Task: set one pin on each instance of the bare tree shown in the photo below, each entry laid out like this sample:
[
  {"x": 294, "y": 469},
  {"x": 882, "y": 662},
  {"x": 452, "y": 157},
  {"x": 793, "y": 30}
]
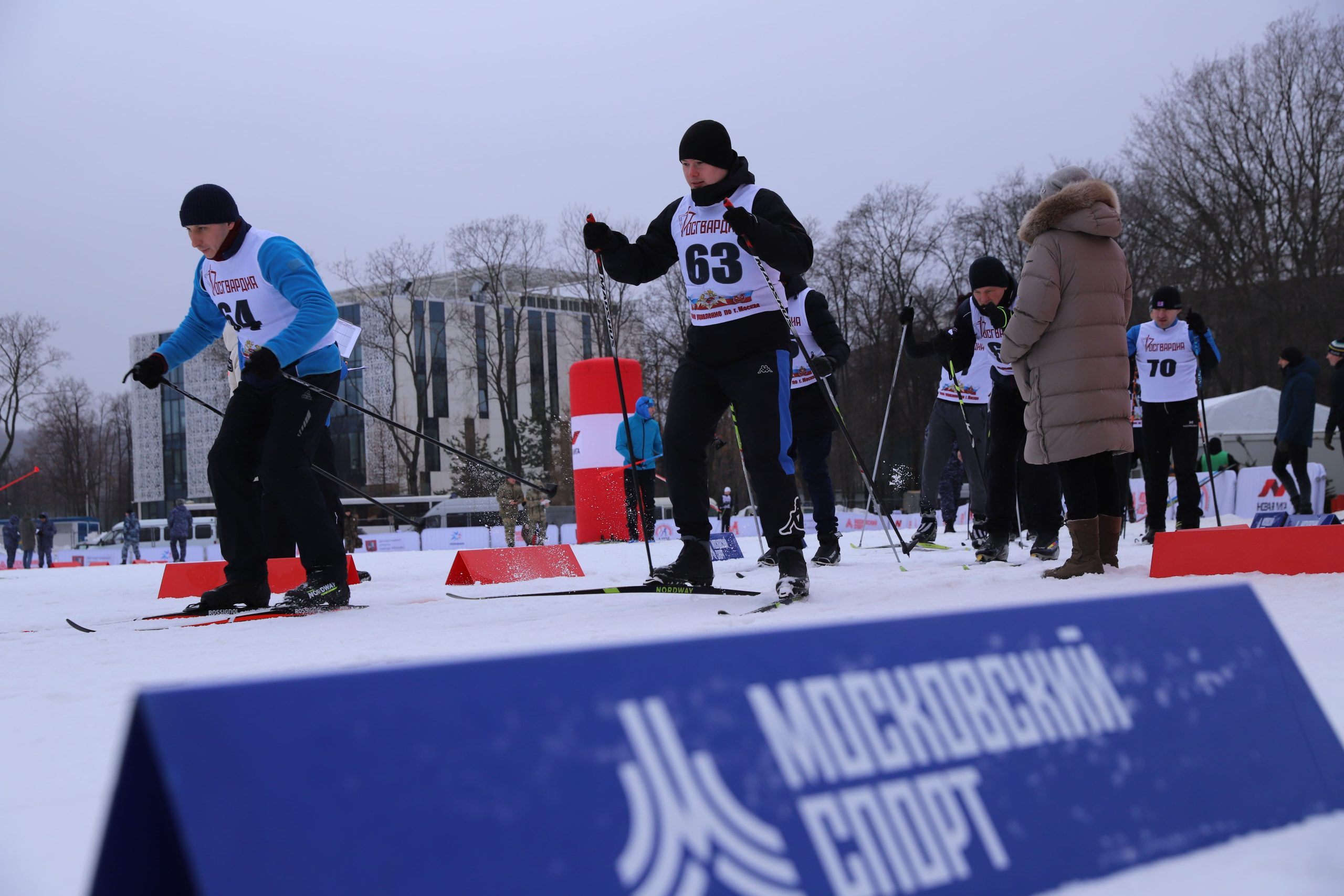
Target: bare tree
[
  {"x": 393, "y": 285},
  {"x": 25, "y": 358},
  {"x": 506, "y": 257}
]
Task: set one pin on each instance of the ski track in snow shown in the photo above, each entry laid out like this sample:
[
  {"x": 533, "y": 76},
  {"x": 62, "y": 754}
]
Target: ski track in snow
[{"x": 66, "y": 696}]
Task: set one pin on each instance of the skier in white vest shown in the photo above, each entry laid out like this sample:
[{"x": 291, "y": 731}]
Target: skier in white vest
[
  {"x": 1170, "y": 355},
  {"x": 738, "y": 344},
  {"x": 267, "y": 289}
]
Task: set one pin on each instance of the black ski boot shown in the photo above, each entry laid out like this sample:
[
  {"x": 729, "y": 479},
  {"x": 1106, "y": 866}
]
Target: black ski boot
[
  {"x": 793, "y": 575},
  {"x": 928, "y": 531},
  {"x": 694, "y": 566},
  {"x": 233, "y": 596},
  {"x": 828, "y": 550},
  {"x": 323, "y": 587},
  {"x": 994, "y": 550},
  {"x": 1046, "y": 547}
]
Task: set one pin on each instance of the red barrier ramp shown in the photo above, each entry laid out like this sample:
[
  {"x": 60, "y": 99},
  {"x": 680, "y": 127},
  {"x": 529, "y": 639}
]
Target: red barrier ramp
[
  {"x": 193, "y": 579},
  {"x": 488, "y": 566},
  {"x": 1288, "y": 551}
]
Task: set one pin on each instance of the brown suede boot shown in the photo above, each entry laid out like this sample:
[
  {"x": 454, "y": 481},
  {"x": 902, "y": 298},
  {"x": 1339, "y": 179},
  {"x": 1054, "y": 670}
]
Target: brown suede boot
[
  {"x": 1109, "y": 534},
  {"x": 1086, "y": 556}
]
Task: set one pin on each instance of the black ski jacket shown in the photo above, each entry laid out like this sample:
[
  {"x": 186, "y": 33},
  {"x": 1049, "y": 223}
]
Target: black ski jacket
[
  {"x": 780, "y": 241},
  {"x": 808, "y": 406}
]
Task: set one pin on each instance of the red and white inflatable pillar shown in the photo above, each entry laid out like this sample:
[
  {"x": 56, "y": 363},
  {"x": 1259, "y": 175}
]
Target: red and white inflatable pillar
[{"x": 598, "y": 468}]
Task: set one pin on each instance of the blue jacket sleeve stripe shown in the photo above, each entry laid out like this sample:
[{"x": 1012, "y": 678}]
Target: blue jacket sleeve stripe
[
  {"x": 202, "y": 327},
  {"x": 289, "y": 269}
]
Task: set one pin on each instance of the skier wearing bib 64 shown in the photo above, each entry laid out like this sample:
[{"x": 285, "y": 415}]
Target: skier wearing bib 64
[
  {"x": 738, "y": 345},
  {"x": 268, "y": 289}
]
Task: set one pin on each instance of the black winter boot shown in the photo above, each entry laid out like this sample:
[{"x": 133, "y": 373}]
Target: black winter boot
[
  {"x": 694, "y": 566},
  {"x": 793, "y": 575},
  {"x": 233, "y": 596}
]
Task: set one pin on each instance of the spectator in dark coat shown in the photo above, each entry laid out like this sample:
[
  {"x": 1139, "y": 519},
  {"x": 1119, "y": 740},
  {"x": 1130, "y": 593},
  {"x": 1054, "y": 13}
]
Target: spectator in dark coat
[
  {"x": 11, "y": 541},
  {"x": 27, "y": 541},
  {"x": 130, "y": 535},
  {"x": 46, "y": 539},
  {"x": 1296, "y": 418},
  {"x": 179, "y": 530}
]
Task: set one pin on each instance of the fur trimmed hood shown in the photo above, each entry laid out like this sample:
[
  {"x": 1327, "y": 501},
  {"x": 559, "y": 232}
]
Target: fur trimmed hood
[{"x": 1086, "y": 207}]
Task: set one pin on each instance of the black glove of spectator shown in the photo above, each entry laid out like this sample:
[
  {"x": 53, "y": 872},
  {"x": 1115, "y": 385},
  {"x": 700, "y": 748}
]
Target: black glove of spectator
[
  {"x": 148, "y": 371},
  {"x": 262, "y": 363},
  {"x": 596, "y": 236}
]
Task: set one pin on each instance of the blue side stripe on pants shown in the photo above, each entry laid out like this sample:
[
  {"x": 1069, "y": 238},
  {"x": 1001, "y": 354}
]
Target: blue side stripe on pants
[{"x": 784, "y": 368}]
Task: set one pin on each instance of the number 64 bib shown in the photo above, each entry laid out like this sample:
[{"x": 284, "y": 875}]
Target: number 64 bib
[{"x": 722, "y": 281}]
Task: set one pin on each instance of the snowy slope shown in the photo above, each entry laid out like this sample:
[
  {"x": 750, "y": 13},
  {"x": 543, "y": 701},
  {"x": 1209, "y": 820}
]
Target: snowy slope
[{"x": 66, "y": 698}]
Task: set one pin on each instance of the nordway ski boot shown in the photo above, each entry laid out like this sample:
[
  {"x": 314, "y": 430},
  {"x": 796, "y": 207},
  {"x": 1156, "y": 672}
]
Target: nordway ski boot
[
  {"x": 1046, "y": 547},
  {"x": 692, "y": 567},
  {"x": 928, "y": 531},
  {"x": 323, "y": 587},
  {"x": 793, "y": 575},
  {"x": 995, "y": 549},
  {"x": 230, "y": 596},
  {"x": 828, "y": 550}
]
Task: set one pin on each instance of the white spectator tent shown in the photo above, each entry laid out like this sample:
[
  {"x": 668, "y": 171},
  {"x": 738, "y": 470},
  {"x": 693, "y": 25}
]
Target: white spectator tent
[{"x": 1246, "y": 424}]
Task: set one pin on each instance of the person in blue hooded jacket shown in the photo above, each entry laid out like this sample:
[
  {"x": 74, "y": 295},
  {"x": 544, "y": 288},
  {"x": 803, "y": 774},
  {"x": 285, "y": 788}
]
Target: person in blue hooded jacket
[
  {"x": 1296, "y": 419},
  {"x": 640, "y": 468}
]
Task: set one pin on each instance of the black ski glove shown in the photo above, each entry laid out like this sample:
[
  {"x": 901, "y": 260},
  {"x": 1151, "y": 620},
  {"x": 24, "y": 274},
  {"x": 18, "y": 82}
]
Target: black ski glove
[
  {"x": 148, "y": 371},
  {"x": 596, "y": 236},
  {"x": 264, "y": 364}
]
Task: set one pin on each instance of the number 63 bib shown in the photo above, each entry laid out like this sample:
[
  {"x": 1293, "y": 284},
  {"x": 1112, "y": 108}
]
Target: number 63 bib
[{"x": 722, "y": 281}]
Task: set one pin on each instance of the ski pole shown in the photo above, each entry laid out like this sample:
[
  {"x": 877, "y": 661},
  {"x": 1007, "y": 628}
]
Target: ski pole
[
  {"x": 20, "y": 479},
  {"x": 835, "y": 406},
  {"x": 620, "y": 388},
  {"x": 550, "y": 488},
  {"x": 331, "y": 477},
  {"x": 886, "y": 414},
  {"x": 733, "y": 413}
]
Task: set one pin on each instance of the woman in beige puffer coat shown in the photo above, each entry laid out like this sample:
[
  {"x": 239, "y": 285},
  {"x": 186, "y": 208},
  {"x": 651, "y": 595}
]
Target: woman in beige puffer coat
[{"x": 1066, "y": 343}]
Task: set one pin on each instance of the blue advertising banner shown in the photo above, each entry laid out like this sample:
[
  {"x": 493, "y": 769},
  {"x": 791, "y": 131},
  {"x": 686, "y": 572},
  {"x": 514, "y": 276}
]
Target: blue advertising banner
[
  {"x": 723, "y": 546},
  {"x": 1003, "y": 751}
]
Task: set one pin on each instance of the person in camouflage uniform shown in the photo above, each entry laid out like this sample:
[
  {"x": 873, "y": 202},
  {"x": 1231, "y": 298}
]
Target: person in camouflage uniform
[{"x": 510, "y": 496}]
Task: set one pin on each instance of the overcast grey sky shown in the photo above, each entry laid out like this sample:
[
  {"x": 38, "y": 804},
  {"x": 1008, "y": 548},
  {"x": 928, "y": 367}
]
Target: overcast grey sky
________
# TASK STATEMENT:
All lines from the line containing "ski glove shown" through the end of the listing above are to be duplicated exactly; include both ends and nothing further.

# EXERCISE RESULT:
Task: set one pin on each instance of the black ski glove shown in the photo above, each entry laid out like this sample:
[
  {"x": 901, "y": 260},
  {"x": 1151, "y": 620},
  {"x": 24, "y": 274},
  {"x": 18, "y": 82}
]
Target: black ski glove
[
  {"x": 148, "y": 371},
  {"x": 596, "y": 236},
  {"x": 264, "y": 364}
]
Task: set one pin on each instance of the number 63 bib shown in the photo above, each entry laid out like this sample:
[
  {"x": 1293, "y": 284},
  {"x": 1112, "y": 108}
]
Target: number 63 bib
[{"x": 722, "y": 281}]
Task: set one pin on each instance of the ski pole shown in the photo above, each entry laid out like this sample:
[
  {"x": 877, "y": 661},
  {"x": 1007, "y": 628}
]
Target: ski pole
[
  {"x": 20, "y": 479},
  {"x": 835, "y": 406},
  {"x": 620, "y": 388},
  {"x": 550, "y": 488},
  {"x": 331, "y": 477},
  {"x": 886, "y": 414},
  {"x": 733, "y": 413}
]
Task: set one pin on each instance of the woman in beige puffer coat shown in the photo above, each entry laid out like this sample:
[
  {"x": 239, "y": 285},
  {"x": 186, "y": 208},
  {"x": 651, "y": 595}
]
Target: woman in beige puffer coat
[{"x": 1066, "y": 343}]
Task: set one pin on each instance of the blue advertising banner shown in the photo above, each entry laid out like this sample:
[
  {"x": 493, "y": 769},
  {"x": 791, "y": 131},
  {"x": 686, "y": 572},
  {"x": 514, "y": 276}
]
Target: blue advertising banner
[
  {"x": 723, "y": 546},
  {"x": 1003, "y": 751}
]
Task: set one pin on each instance of the person in camouflage uniform shown in the photo above, each entry laid out like this sample:
[
  {"x": 873, "y": 202},
  {"x": 1231, "y": 298}
]
Target: person in camouflage uniform
[{"x": 510, "y": 496}]
Task: set one pin on each instance of the overcast grey sky shown in the photo above, each entry laid out like this sample:
[
  {"x": 38, "y": 804},
  {"x": 1008, "y": 548},
  {"x": 928, "y": 367}
]
Target: overcast grey sky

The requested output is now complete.